___ Quoted text

To create a RC/ORC file structure, enter the following:
Enter the number of rows in the Number of Header Rows drop-down. This is a mandatory field. The maximum value for this field must be set to 1.
Select the type of structure in the Structure Type drop-down. This field displays two values i.e., RC (row columnar) and ORC (optimized row columnar).
Enter the pattern of the file in the File Pattern field. This field is used for structure identification. This is a mandatory field. If you have different format's like .rc or .orc files in the directory but you specified ‘.rc’ in this field than only .rc files will be treated as structured file and all remaining file types will be treated as unstructured.
The Assign Sensitive Data Type panel allow you to browse and select the columns that need to be defined before applying masking. To add a column, there are two ways of defining it:
Manually – To enter a column name manually, perform the following steps:
Enter the number of the column. This lets you define the position of the column in the RC/ORC file. This is a mandatory field.
Select the Sensitive Data Type from the drop-down. This displays the list of all the Pre-defined and User defined Sensitive Data Types.
Select the name of the complex structure from the Complex Structure drop-down. You can either select the Sensitive Data Type or the Complex Structure from the drop-down.

______

Task to carry out =>
Transcribe the part of the RC/ORC file structure text between "Enter the pattern" and "file. This is a mandatory field.", inclusive. Please rely only on the RC/ORC file structure text when working with it.

___ Record extracts

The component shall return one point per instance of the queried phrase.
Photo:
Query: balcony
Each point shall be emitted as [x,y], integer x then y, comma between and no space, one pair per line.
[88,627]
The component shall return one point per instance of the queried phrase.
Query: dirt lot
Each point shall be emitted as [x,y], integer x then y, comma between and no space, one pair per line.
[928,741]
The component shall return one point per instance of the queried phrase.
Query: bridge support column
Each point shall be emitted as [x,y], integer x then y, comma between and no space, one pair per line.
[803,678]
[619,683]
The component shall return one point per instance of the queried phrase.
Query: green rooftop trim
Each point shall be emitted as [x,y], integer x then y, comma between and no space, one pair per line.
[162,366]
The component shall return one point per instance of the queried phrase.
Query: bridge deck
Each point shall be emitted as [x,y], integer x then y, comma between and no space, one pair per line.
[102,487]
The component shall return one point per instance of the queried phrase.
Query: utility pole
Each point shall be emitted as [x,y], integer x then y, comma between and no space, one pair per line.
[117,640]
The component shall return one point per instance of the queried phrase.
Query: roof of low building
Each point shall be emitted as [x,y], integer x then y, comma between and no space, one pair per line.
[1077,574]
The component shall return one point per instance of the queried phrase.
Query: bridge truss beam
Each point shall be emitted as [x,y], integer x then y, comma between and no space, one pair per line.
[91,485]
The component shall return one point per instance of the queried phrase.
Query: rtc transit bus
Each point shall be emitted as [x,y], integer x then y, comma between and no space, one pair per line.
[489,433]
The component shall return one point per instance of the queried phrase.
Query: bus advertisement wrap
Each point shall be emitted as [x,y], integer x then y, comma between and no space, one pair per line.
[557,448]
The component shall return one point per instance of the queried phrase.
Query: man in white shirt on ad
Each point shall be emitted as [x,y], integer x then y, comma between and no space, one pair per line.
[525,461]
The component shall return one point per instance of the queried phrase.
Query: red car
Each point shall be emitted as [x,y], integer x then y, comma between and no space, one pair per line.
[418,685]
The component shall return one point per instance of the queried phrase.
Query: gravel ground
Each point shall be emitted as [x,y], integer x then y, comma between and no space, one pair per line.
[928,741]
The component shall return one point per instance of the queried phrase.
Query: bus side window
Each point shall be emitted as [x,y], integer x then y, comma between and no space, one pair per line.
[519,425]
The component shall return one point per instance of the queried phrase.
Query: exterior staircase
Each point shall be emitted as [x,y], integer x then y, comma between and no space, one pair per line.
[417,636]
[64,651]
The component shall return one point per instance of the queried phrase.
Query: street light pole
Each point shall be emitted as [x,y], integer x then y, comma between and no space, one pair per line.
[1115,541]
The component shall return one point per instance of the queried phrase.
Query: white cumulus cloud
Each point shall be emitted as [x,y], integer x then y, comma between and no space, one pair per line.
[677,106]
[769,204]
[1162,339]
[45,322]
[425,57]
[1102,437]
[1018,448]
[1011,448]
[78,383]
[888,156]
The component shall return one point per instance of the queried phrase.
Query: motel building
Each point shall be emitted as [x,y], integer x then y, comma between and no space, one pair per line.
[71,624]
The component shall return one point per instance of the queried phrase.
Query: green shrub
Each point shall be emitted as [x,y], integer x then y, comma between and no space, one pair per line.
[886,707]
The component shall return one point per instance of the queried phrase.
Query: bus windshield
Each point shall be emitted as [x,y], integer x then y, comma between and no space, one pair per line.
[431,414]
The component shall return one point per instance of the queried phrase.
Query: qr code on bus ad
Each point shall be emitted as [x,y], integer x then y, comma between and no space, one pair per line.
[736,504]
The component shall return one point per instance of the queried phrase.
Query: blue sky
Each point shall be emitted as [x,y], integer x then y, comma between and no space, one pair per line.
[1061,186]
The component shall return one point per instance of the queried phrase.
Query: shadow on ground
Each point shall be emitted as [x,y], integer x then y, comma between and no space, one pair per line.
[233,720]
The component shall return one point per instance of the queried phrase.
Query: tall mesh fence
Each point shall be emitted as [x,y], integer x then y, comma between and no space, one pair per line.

______

Reply to the task =>
Enter the pattern of the file in the File Pattern field. This field is used for structure identification. This is a mandatory field. If you have different format's like .rc or .orc files in the directory but you specified ‘.rc’ in this field than only .rc files will be treated as structured file and all remaining file types will be treated as unstructured.
The Assign Sensitive Data Type panel allow you to browse and select the columns that need to be defined before applying masking. To add a column, there are two ways of defining it:
Manually – To enter a column name manually, perform the following steps:
Enter the number of the column. This lets you define the position of the column in the RC/ORC file. This is a mandatory field.